* [GOAL OF THE EXERCISE]: Begin your transcription at the line containing "Confirm that each instance of the stacked" and continue it, word for word, to the final line below. Include only those lines and skip the pictures.

────────────────

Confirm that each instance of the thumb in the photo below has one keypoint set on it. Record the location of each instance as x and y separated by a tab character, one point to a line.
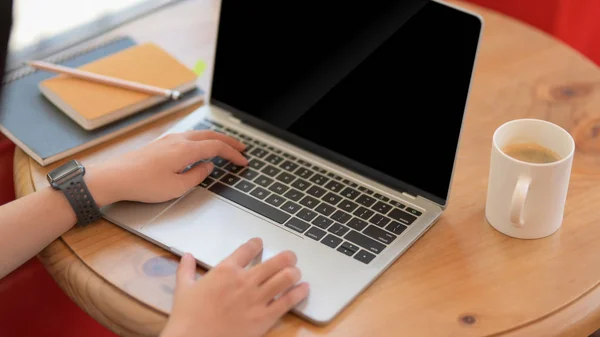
197	174
186	271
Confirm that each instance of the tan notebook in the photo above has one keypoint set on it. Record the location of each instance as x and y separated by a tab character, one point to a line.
92	105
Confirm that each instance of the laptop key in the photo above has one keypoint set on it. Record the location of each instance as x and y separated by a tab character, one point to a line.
233	168
365	200
278	188
338	229
402	217
248	147
217	173
219	162
364	213
289	166
322	222
396	227
285	177
201	126
304	173
318	179
306	214
341	217
316	191
274	159
332	198
207	182
249	202
271	171
350	246
379	220
334	186
249	174
379	234
230	179
260	193
290	207
364	256
413	211
300	184
350	193
309	202
315	233
331	241
325	209
345	251
297	225
347	206
357	224
245	186
264	181
258	152
381	207
294	195
365	242
256	164
275	200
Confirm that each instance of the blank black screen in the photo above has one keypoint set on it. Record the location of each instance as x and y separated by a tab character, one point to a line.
381	87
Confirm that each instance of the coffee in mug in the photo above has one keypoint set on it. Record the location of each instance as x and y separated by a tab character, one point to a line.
530	169
531	153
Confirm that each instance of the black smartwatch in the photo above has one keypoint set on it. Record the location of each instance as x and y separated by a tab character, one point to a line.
68	178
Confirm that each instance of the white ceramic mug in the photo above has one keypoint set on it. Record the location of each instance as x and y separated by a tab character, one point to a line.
527	200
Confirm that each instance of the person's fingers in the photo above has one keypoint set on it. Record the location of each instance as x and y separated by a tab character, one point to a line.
186	271
288	300
280	283
267	269
197	174
206	149
200	135
242	256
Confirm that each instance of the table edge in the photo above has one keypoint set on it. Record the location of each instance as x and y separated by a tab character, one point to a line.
61	262
70	272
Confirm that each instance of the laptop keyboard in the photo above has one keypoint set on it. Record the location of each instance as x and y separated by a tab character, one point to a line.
303	197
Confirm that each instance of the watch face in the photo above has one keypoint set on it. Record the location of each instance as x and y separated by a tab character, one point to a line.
66	171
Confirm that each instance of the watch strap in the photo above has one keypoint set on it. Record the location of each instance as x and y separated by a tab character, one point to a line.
81	200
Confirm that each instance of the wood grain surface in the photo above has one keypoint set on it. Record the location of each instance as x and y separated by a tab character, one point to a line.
462	278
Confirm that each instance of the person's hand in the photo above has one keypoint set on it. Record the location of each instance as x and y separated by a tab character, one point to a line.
232	301
153	173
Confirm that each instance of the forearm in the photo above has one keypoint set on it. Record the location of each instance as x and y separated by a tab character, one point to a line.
29	224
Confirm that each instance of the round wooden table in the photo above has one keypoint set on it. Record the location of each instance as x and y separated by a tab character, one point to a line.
462	278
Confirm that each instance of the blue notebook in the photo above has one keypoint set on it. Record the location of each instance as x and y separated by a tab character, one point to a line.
45	133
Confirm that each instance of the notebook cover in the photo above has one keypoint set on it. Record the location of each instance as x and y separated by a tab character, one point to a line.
145	63
31	121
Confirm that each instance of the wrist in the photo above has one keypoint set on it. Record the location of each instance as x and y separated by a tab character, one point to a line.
101	185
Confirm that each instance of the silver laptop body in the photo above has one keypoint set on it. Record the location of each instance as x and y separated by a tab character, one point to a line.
342	247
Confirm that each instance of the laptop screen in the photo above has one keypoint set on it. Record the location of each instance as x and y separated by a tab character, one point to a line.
380	88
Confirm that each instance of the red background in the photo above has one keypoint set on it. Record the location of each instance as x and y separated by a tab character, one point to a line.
31	304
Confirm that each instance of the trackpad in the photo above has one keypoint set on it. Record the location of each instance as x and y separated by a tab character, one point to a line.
211	228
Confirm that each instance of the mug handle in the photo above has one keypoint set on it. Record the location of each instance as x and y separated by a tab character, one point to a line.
518	201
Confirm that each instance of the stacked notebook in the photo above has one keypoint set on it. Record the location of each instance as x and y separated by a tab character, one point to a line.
53	116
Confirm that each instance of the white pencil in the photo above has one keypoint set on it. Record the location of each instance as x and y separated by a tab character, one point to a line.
135	86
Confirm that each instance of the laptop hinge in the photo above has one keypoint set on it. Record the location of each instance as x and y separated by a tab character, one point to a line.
409	195
234	120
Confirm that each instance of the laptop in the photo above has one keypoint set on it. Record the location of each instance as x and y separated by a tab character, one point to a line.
352	117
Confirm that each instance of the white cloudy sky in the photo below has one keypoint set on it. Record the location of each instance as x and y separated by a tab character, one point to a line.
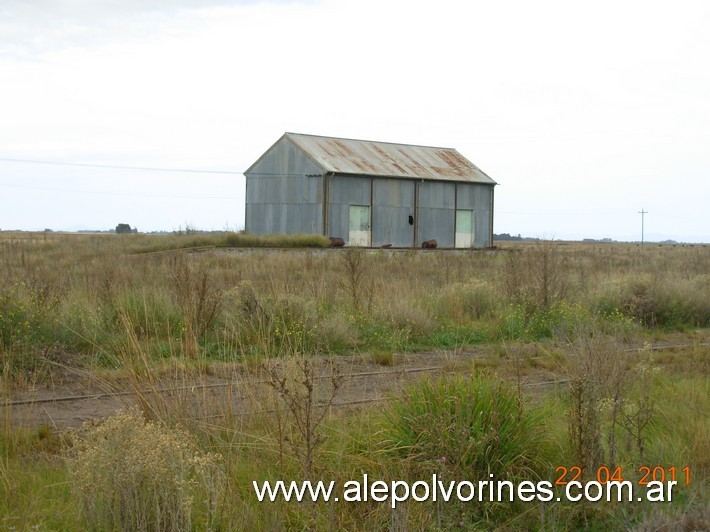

────────────────

* [SOLUTION FOR THIS EXERCISE]:
Confirm that each instance of the stacked notebook in the photo above has one keypoint set on it. Record the location of each instance as x and y separated by a tab character, one point to a line.
53	116
Confirm that each instance of the white pencil in the photo above has one keypoint set on it. Record the location of each instance as x and y separated by a tab character, one point to a line.
135	86
Confirm that each instance of the laptop hinge in the photo above has one keypoint set on it. Record the location of each instance as x and y separated by a tab character, one point to a line.
409	195
234	120
Confirm that each instance of the laptop in the photo above has one keypoint set on it. Record the location of each instance as x and y separated by a tab character, one point to a line.
352	117
Confirm that each instance of the white cloudy sky in the photo below has one keypoint set on it. Record the location of each instance as x and y separated by a tab character, one point to a line.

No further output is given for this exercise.